- **Extrait**:
════════════════

Selon les dernières estimations de la FAO, les forêts du monde couvrent 3,8 milliards d’hectares environ, dont 95% de forêts naturelles et 5% de plantations forestières. Plus de 2,5 milliards d’hectares de ces forêts, soit les deux tiers, se trouvent concentrées dans dix pays seulement: Fédération de Russie, Canada, Etats-Unis d’Amérique, Brésil, Pérou, Chine, Indonésie, Angola, République Démocratique du Congo, Australie. Au cours de la décennie 1990-2000, le taux annuel de changement a été de - 0,2%.

Les forêts congolaises couvrent environ 20 millions d’hectares, répartis entre trois principaux massifs: Kouilou- Mayombe, Niari-Chaillu et Nord Congo.

Le potentiel ligneux est estimé à plus de 560 millions de m3 en volume brut exploitable; la capacité de production est de l’ordre de 2 millions de m3 de grumes par an, sans altérer la capacité de régénération de la forêt. A ce potentiel naturel, s’ajoutent environ 53.000 hectares de plantations forestières capables de fournir 4 millions de m3. Le taux annuel de déforestation est relativement faible: 0,1%, soit 17.000 hectares. Le réseau d’aires protégées couvre une superficie de 3,6 millions d’hectares, soit 10,6% du territoire national, et comprend trois parcs nationaux, huiit réserves et trois domaines de chasse.

════════════════

- **Données d'exercice**:
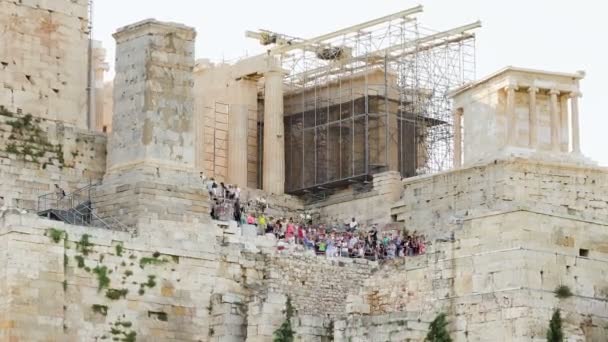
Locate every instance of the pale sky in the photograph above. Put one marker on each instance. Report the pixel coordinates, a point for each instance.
(556, 35)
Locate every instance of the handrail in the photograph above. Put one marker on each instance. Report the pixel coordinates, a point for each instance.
(66, 208)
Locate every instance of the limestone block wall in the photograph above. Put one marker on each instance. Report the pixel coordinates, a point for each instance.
(93, 284)
(36, 153)
(43, 59)
(216, 99)
(134, 200)
(434, 204)
(495, 282)
(201, 281)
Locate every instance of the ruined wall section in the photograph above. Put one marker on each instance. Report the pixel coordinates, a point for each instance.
(153, 104)
(36, 153)
(89, 284)
(202, 282)
(216, 101)
(434, 204)
(496, 280)
(370, 205)
(43, 59)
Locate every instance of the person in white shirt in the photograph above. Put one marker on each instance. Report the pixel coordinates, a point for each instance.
(353, 225)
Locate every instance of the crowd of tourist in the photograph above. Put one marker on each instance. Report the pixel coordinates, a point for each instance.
(348, 240)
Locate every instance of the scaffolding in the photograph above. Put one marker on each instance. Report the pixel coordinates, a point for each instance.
(369, 99)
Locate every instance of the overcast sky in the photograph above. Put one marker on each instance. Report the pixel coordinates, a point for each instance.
(555, 35)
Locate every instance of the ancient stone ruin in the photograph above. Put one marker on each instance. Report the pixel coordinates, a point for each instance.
(105, 226)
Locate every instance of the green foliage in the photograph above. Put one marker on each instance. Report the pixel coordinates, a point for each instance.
(555, 333)
(100, 309)
(28, 139)
(151, 283)
(285, 332)
(562, 292)
(56, 234)
(102, 277)
(6, 112)
(115, 294)
(438, 330)
(151, 261)
(79, 261)
(84, 245)
(330, 331)
(125, 324)
(119, 250)
(130, 337)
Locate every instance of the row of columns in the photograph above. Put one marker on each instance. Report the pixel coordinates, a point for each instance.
(274, 146)
(558, 125)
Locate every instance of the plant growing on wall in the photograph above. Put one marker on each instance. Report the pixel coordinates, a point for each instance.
(438, 331)
(562, 292)
(555, 333)
(285, 332)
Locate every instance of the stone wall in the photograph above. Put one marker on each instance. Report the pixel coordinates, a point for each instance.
(108, 284)
(495, 282)
(36, 153)
(434, 204)
(43, 60)
(202, 282)
(153, 103)
(216, 102)
(369, 206)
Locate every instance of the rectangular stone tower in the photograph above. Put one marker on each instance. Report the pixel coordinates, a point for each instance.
(153, 102)
(151, 148)
(43, 58)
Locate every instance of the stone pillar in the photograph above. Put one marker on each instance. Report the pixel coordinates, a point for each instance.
(564, 132)
(457, 137)
(511, 115)
(555, 121)
(533, 118)
(237, 133)
(153, 101)
(274, 140)
(574, 117)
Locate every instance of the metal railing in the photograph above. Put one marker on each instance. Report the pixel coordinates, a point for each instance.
(76, 208)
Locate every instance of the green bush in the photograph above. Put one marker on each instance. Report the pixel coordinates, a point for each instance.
(555, 333)
(562, 292)
(438, 331)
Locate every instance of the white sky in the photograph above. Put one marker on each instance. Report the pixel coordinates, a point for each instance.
(557, 35)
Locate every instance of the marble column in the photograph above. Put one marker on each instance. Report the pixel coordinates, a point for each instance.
(533, 118)
(511, 115)
(237, 132)
(574, 117)
(457, 137)
(555, 121)
(564, 124)
(274, 140)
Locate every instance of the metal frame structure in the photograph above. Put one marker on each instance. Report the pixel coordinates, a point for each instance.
(370, 98)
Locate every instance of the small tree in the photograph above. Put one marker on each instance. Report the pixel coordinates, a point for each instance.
(285, 332)
(438, 331)
(555, 333)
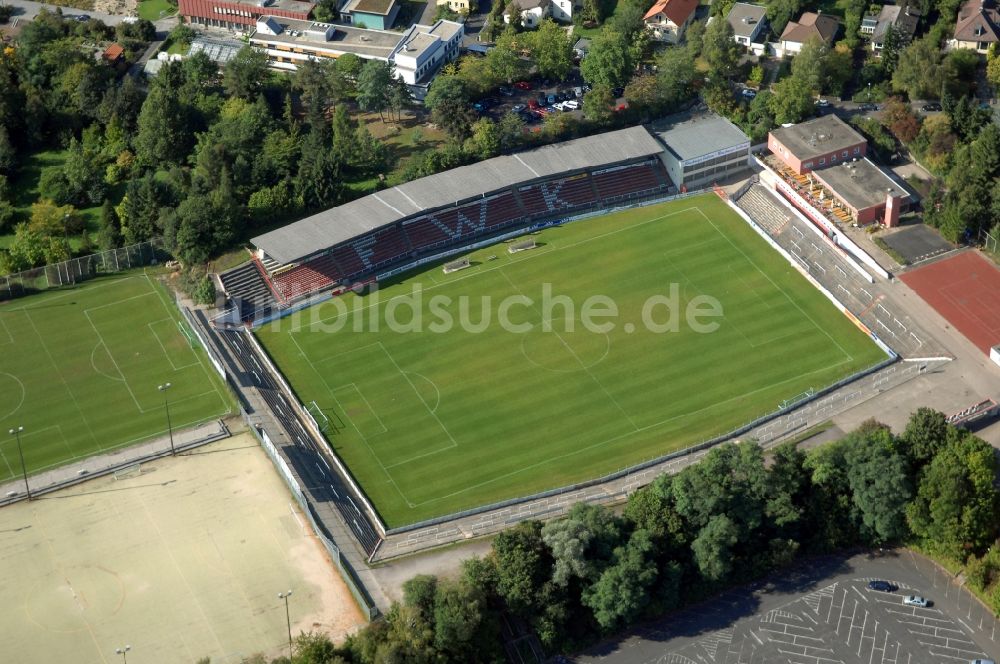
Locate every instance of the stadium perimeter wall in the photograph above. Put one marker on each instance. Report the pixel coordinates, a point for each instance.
(413, 531)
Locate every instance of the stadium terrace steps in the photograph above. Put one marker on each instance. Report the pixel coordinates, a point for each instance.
(308, 277)
(763, 209)
(247, 283)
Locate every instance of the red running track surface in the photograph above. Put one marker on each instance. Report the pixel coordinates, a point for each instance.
(966, 291)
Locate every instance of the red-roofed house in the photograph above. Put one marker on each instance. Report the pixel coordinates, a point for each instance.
(978, 26)
(668, 19)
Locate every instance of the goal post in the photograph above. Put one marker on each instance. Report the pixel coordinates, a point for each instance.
(319, 417)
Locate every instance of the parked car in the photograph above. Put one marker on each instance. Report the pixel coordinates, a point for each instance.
(881, 586)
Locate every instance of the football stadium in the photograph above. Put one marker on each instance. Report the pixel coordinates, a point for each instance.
(82, 366)
(441, 336)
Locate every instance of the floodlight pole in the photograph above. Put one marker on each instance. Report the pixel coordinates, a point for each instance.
(16, 432)
(288, 619)
(166, 406)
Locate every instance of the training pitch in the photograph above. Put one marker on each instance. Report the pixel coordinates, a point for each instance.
(431, 422)
(182, 561)
(79, 370)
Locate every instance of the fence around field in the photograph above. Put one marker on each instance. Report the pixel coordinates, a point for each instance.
(346, 571)
(79, 269)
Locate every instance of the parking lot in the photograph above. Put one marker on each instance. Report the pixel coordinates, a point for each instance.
(823, 613)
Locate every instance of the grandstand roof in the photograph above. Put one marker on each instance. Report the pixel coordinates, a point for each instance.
(331, 227)
(691, 135)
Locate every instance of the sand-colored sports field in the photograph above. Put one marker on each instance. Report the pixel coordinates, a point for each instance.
(180, 562)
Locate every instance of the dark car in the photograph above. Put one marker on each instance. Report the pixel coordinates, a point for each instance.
(881, 586)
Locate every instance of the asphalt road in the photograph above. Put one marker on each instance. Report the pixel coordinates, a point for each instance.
(822, 612)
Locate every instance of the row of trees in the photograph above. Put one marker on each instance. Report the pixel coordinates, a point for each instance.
(736, 515)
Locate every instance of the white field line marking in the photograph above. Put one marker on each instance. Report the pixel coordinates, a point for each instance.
(62, 378)
(114, 361)
(164, 348)
(778, 287)
(582, 364)
(528, 256)
(647, 427)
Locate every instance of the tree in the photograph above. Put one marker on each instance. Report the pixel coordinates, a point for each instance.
(449, 106)
(712, 548)
(953, 511)
(622, 591)
(919, 72)
(720, 50)
(504, 59)
(552, 50)
(522, 564)
(374, 84)
(880, 484)
(675, 75)
(609, 62)
(244, 75)
(599, 105)
(109, 235)
(791, 101)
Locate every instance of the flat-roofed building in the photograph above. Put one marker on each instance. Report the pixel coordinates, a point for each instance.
(372, 14)
(701, 148)
(417, 54)
(241, 15)
(816, 143)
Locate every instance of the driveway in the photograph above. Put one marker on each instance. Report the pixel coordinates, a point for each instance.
(822, 612)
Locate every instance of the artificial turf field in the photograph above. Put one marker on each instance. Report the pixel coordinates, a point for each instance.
(79, 370)
(432, 422)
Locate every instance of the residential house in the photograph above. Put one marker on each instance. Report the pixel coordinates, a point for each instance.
(749, 23)
(532, 11)
(458, 6)
(810, 25)
(371, 14)
(977, 27)
(902, 19)
(668, 19)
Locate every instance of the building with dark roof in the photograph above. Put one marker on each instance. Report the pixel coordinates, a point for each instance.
(977, 27)
(902, 19)
(241, 15)
(811, 25)
(816, 143)
(667, 20)
(372, 14)
(701, 148)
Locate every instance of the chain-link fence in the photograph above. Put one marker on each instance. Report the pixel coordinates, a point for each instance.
(80, 269)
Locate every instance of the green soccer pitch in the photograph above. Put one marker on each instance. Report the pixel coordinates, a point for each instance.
(431, 422)
(79, 370)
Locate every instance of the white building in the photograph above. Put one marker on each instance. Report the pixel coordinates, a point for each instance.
(417, 54)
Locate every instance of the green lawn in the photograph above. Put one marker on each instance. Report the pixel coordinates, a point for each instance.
(154, 10)
(24, 192)
(79, 370)
(434, 421)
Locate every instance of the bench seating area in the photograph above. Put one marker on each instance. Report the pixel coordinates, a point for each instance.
(451, 226)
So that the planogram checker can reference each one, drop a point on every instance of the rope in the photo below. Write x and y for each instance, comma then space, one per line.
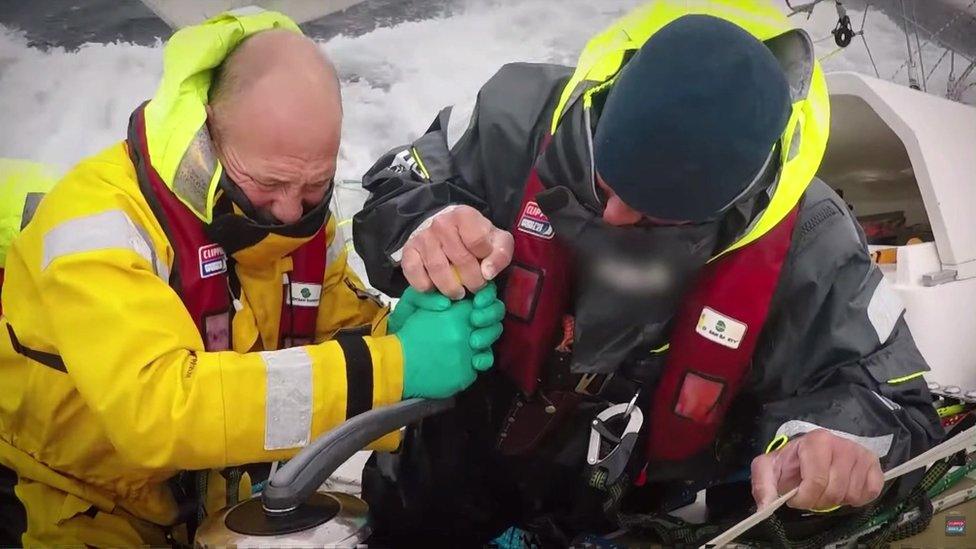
918, 44
933, 36
912, 78
864, 19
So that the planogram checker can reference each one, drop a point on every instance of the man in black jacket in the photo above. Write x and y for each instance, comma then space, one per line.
688, 307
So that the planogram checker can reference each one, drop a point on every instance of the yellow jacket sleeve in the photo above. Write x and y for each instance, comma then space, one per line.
137, 358
346, 304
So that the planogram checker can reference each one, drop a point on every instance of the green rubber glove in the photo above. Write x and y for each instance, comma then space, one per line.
486, 318
437, 353
413, 301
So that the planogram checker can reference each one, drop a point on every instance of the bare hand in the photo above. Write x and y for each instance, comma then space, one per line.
830, 471
460, 249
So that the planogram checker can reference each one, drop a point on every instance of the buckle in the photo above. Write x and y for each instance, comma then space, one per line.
606, 467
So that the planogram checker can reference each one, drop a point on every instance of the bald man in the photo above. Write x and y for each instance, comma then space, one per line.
178, 305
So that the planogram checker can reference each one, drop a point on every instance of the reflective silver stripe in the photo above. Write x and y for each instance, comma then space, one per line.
461, 120
335, 249
288, 403
31, 202
880, 445
884, 310
196, 169
105, 231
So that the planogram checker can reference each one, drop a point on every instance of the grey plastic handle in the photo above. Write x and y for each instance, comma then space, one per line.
298, 479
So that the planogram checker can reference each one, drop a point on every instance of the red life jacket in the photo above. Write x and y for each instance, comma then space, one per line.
201, 268
713, 335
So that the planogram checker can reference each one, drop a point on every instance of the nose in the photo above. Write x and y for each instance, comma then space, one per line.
287, 207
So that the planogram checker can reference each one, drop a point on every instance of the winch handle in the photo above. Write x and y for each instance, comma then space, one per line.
302, 475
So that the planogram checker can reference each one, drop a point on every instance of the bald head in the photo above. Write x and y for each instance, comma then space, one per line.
275, 115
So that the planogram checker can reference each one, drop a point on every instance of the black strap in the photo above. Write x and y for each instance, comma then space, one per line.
359, 375
48, 359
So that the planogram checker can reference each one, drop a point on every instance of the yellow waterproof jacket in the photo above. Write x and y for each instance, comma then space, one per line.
137, 398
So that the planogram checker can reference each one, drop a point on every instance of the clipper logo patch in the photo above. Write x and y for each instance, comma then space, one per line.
955, 526
721, 329
535, 223
213, 260
305, 295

════════════════

- **Tâches et exercices**:
- a) D'après l'extrait, quelle superficie couvrent les forêts congolaises ?
- b) Recopiez mot pour mot le passage de l'extrait allant de « Les forêts congolaises » à « domaines de chasse. ».
Les lignes n'ont aucun rapport avec l'extrait.

- **Solutions par tâche**:
- a) Environ 20 millions d'hectares.

- b)
Les forêts congolaises couvrent environ 20 millions d’hectares, répartis entre trois principaux massifs: Kouilou- Mayombe, Niari-Chaillu et Nord Congo.

Le potentiel ligneux est estimé à plus de 560 millions de m3 en volume brut exploitable; la capacité de production est de l’ordre de 2 millions de m3 de grumes par an, sans altérer la capacité de régénération de la forêt. A ce potentiel naturel, s’ajoutent environ 53.000 hectares de plantations forestières capables de fournir 4 millions de m3. Le taux annuel de déforestation est relativement faible: 0,1%, soit 17.000 hectares. Le réseau d’aires protégées couvre une superficie de 3,6 millions d’hectares, soit 10,6% du territoire national, et comprend trois parcs nationaux, huiit réserves et trois domaines de chasse.